**Text under study**
A “wanted” photo from Iraq depicts a man wearing an Arab headdress and proclaims that “the subject may appear loud and from Texas.”
The man in the poster, Army reservist Lt. Col. James Masters, was, in fact, from Brownwood, Texas. Some of the men created the “wanted” photo in a humorous moment while Masters was in Iraq, where he commanded a reservist battalion.
Masters, who has resumed his civilian life and works in the Brown County Veterans Service Office, served in Iraq from May 2005 to May 2006.
He was based in Tikrit — Saddam Hussein’s hometown — and he commanded an entity known as the Civil Military Coordination Center, Multi-National Forces North. Masters and his soldiers were tasked with planning reconstruction-related tasks, including rebuilding the country’s infrastructure, to be carried out by Iraqi civilians.
Combat wasn’t the major role of Masters’ unit, but they did see combat and went on armed patrols. Mortar attacks and explosions were “a way of life,” Masters said, and he adopted an Arab saying, “as God wills.”
But Masters said he wasn’t fatalistic. “I’ve always been an eternal optimist,” he said, and being in Iraq reinforced his belief “in the concept of the living God.”
He said he returned as a stronger person, but was “just a minor player” among “the most fantastic group of people” — his fellow soldiers.
Masters, an Abilene native, enlisted in the Army in 1973. He left the Army as a sergeant, then attended McMurry University and earned an Army commission through the ROTC. He then served as an active duty officer with the National Guard.
He retired in late 2003, figuring his military career was over, and joined the National Guard at Camp Bowie. His wife, Olivia Jane, is a retired Army reservist major from Brownwood,
In the summer of 2004, Masters learned that the Army was asking specialty officers who'd been retired for less than five years to consider returning to the service. He was motivated by patriotism and duty to answer that call.
“My country, my Army,” Masters said.
Masters was working in the Veterans Service Office when he donned an Army uniform once again and prepared to deploy.

**Excerpted data**
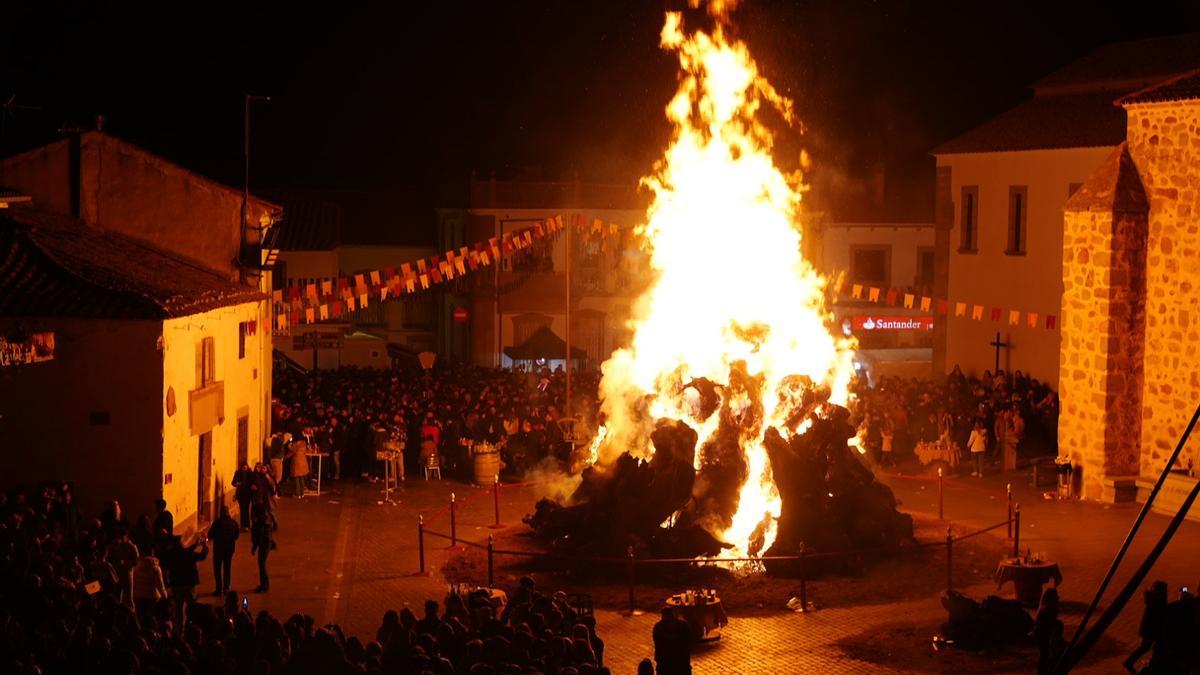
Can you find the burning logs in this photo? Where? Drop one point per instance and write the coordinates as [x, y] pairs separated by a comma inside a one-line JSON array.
* * *
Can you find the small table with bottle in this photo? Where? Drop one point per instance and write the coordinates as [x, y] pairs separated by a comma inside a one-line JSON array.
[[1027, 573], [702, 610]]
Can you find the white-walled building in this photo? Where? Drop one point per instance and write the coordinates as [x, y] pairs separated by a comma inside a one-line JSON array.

**Work required**
Retype word for word the section of the piece about Lt. Col. James Masters that opens with the words containing "Masters, an Abilene" and closes with "answer that call.".

**Result for this exercise**
Masters, an Abilene native, enlisted in the Army in 1973. He left the Army as a sergeant, then attended McMurry University and earned an Army commission through the ROTC. He then served as an active duty officer with the National Guard.
He retired in late 2003, figuring his military career was over, and joined the National Guard at Camp Bowie. His wife, Olivia Jane, is a retired Army reservist major from Brownwood,
In the summer of 2004, Masters learned that the Army was asking specialty officers who'd been retired for less than five years to consider returning to the service. He was motivated by patriotism and duty to answer that call.